:: Ejercicio ::
Escribe, por favor, la parte que sigue del hilo del foro sobre el símbolo de las redes de resistencias en Proteus.

===== Texto seleccionado

# Respak en Proteus 8.x?



## Meta (Feb 2, 2009)

Hola:

Me gustaría encontrar el símbolo de las resistencias en Proteus como se muestra en la imagen de abajo si es que realmente existe. Las compré pero no encuentro su símbolo.







Saludos.


----------



## narcisolara_21 (Feb 2, 2009)

En Resistor entra en la subcategoria Resistor Packs y busca RESPACK-8 y RESPACK-7 hay estan, Lo que veo es que tus resistencias son RESPACK-4
te tocara modificar los componentes o simplemente usas el RESPACK-7 y omites los 3 ultimos pines (y recuerda el pin 1 es comun para todas las resistencias).
Saludos...


----------



## Meta (Feb 2, 2009)

¿Es difícil modificar el 4?


----------



## narcisolara_21 (Feb 2, 2009)

Has hecho o modificado algun componente en Proteus?


----------



## Meta (Feb 2, 2009)

No, por eso lo digo.


----------



## narcisolara_21 (Feb 2, 2009)

Dejame hacerte un pequeño tuto


----------



## narcisolara_21 (Feb 2, 2009)

aqui te dejo este para que modifiques en isis luego te paso el otro para ares


----------



## Meta (Feb 2, 2009)

narcisolara_21 dijo:
			
		

> aqui te dejo este para que modifiques en isis luego te paso el otro para ares



Muchas gracias, muy bueno en poco tiempo.


----------



## narcisolara_21 (Feb 2, 2009)

Este es el de ARES es casi lo mismo.

Cualquier problema me avisas
Saludos...


----------



## Meta (Feb 3, 2009)

narcisolara_21 dijo:
			
		

> Este es el de ARES es casi lo mismo.
> 
> Cualquier problema me avisas
> Saludos...



Muchas gracias, voy a probarlo. 

PD: _¿Con qué programa señalas el rectángulo las opciones? Por curiosidad._


----------



## narcisolara_21 (Feb 3, 2009)

power point Capturo la imagen y la pego y luego inserto una forma le quito el relleno y le cambio el color al contorno por el rojo y listo.  


PD: Por cierto vas a usar esas resistencias en un PIC


----------



## Meta (Feb 3, 2009)

==========
===== Datos registrados

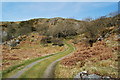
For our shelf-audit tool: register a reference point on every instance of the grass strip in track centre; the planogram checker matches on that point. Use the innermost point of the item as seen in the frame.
(37, 70)
(14, 69)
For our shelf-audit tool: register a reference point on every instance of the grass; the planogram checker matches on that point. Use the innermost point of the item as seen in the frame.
(38, 70)
(104, 68)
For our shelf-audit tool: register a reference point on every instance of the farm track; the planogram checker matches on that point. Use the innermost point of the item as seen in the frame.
(49, 71)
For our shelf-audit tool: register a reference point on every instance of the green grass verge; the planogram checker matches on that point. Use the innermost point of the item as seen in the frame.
(8, 71)
(37, 70)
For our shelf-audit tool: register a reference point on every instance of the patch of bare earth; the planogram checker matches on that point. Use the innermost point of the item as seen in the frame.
(26, 50)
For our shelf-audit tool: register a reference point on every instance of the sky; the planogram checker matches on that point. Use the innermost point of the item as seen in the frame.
(18, 11)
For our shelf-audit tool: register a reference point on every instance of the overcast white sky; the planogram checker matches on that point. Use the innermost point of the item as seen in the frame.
(60, 0)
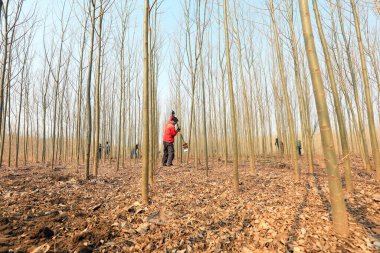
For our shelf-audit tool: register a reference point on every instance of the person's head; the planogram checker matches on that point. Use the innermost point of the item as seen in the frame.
(174, 120)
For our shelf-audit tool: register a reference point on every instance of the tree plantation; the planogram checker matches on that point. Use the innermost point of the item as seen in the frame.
(189, 126)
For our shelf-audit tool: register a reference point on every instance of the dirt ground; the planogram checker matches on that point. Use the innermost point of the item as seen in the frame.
(45, 210)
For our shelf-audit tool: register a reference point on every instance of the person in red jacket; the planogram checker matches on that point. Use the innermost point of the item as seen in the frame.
(169, 133)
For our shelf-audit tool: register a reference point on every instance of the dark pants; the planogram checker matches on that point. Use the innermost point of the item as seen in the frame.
(168, 157)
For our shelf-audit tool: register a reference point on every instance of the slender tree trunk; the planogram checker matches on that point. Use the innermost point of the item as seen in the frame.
(367, 164)
(89, 76)
(370, 115)
(232, 101)
(292, 144)
(339, 214)
(145, 145)
(338, 109)
(97, 94)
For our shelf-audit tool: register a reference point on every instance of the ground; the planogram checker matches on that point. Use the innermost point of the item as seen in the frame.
(46, 210)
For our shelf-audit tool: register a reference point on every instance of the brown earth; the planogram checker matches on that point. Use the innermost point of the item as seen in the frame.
(45, 210)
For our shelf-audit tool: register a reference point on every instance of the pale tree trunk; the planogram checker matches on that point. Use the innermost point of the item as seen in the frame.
(301, 98)
(292, 144)
(79, 97)
(370, 115)
(339, 214)
(247, 120)
(235, 175)
(145, 144)
(92, 8)
(337, 106)
(97, 93)
(367, 164)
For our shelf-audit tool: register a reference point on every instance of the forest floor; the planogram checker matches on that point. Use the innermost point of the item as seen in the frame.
(45, 210)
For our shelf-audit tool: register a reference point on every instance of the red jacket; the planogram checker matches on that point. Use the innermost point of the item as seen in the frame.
(170, 132)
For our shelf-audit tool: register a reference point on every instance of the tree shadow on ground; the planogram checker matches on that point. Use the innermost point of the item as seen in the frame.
(297, 220)
(358, 212)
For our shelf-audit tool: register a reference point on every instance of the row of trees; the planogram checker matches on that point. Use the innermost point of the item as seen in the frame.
(238, 79)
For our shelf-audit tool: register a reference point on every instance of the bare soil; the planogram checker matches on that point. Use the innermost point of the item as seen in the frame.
(56, 210)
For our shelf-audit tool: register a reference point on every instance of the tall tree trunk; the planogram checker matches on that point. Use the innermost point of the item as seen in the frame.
(355, 88)
(370, 115)
(92, 8)
(338, 109)
(339, 214)
(97, 94)
(145, 145)
(292, 144)
(232, 101)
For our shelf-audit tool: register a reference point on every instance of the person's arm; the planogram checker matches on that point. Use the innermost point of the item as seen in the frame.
(173, 131)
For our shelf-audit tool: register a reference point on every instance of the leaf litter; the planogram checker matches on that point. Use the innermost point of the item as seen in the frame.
(45, 210)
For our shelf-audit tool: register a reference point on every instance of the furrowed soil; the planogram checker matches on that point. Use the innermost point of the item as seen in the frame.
(56, 210)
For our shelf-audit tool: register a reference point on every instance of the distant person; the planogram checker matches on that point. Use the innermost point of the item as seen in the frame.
(135, 152)
(107, 149)
(100, 151)
(169, 134)
(299, 147)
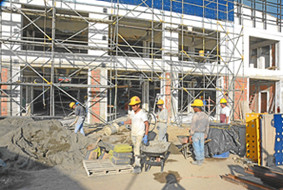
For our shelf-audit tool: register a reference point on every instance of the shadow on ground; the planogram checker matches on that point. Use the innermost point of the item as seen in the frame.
(22, 172)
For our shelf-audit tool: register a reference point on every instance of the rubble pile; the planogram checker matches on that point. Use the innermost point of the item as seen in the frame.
(31, 145)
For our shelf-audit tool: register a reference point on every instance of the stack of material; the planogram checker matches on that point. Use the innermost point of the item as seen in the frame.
(264, 138)
(121, 154)
(260, 178)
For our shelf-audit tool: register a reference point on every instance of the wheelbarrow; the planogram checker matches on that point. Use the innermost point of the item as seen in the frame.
(155, 154)
(187, 146)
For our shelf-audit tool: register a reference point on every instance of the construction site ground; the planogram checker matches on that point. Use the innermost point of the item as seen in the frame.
(64, 170)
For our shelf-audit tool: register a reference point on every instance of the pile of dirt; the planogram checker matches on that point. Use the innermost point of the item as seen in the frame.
(32, 145)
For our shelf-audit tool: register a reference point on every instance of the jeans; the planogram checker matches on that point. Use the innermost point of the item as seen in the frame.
(79, 125)
(137, 140)
(198, 144)
(162, 129)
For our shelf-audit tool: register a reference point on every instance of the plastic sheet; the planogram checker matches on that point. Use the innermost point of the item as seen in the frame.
(225, 138)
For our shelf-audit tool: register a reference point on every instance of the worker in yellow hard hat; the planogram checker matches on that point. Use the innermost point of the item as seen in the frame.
(139, 129)
(224, 112)
(199, 131)
(162, 119)
(80, 117)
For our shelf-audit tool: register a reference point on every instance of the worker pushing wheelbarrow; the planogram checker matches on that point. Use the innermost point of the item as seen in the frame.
(187, 146)
(199, 131)
(154, 154)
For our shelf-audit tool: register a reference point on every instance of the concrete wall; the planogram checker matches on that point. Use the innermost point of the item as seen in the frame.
(237, 48)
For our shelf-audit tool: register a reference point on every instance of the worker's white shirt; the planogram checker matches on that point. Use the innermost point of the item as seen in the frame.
(138, 119)
(226, 111)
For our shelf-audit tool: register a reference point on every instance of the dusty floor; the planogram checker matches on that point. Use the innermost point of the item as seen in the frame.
(178, 173)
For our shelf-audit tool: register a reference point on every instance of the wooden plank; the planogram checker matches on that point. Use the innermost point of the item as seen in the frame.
(105, 167)
(268, 134)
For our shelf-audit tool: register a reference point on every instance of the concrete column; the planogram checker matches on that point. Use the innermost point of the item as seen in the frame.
(103, 91)
(279, 96)
(97, 100)
(170, 45)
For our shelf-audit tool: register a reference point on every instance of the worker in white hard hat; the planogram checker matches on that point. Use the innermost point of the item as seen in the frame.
(139, 130)
(224, 112)
(162, 118)
(199, 131)
(80, 117)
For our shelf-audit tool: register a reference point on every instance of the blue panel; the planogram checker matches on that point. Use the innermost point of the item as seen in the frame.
(278, 124)
(191, 7)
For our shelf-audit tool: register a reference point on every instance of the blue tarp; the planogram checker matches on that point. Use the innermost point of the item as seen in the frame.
(208, 9)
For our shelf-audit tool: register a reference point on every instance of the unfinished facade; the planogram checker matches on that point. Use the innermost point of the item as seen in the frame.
(101, 53)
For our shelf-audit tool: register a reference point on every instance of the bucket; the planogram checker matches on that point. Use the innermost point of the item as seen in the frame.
(201, 53)
(111, 129)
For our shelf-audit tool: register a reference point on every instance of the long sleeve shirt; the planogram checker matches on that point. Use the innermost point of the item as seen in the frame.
(200, 123)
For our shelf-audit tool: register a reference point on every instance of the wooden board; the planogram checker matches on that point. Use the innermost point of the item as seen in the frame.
(253, 137)
(267, 137)
(105, 167)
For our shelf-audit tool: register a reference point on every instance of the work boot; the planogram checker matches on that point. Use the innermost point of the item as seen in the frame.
(137, 170)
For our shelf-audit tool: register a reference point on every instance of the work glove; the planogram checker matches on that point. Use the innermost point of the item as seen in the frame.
(121, 123)
(145, 140)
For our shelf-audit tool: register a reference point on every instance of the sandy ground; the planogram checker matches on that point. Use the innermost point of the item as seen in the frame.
(178, 173)
(187, 176)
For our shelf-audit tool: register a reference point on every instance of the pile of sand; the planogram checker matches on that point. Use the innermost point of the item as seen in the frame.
(32, 145)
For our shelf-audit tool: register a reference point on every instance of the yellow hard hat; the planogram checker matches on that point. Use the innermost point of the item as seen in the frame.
(135, 100)
(160, 102)
(72, 104)
(197, 103)
(223, 101)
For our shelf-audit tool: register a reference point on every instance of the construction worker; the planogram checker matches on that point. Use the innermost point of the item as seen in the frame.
(199, 131)
(162, 117)
(139, 130)
(80, 117)
(224, 112)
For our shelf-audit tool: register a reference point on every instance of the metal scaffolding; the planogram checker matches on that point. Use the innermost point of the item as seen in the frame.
(194, 70)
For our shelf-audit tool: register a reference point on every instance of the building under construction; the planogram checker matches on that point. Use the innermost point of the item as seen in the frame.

==========

:: Respuesta ::
Buena idea. No se me había ocurrido y yo con el Photoshop haciendo eso en mis manuales en PowerPoint 2007 como este que ves aquí http://www.abcdatos.com/tutoriales/tutorial/z9521.html

PD: _Si. Estoy haciendo un proyecto en el cual uso dos ResPack de 5 R de 330 Ω. Antes tenía todo de R normales pero con el respack ahorro mucho espacio._


----------



## narcisolara_21 (Feb 3, 2009)

Recuerda que esas resistencia de la imagen son de 5 pines (Osea 4 resistencia + el comun)
Ejemplo:


----------



## Meta (Feb 3, 2009)

Cierto. 

El RX8 es para R independientes que también las tengo. Gracias por la ayuda mi muy distinguido amigo.

EDITO:
Me gustaría pasar el mini circuito que hice con ISIS a ARES pero no pasa nada. ¿Realmente como se hace? Suelo pulsar el botón ARES superior derecha pero nada de nada.


----------



## narcisolara_21 (Feb 3, 2009)

sale la pantalla negra sin ningun componente puedes colocarlos manualmente o usar el autoplacer has click en el menu de la Izquierda en el icono el amplificador operacional el que esta debajo de la flecha hay te van a salir por sus nomres U1, RP1 etc.., les das click y los colocas


----------



## Meta (Feb 3, 2009)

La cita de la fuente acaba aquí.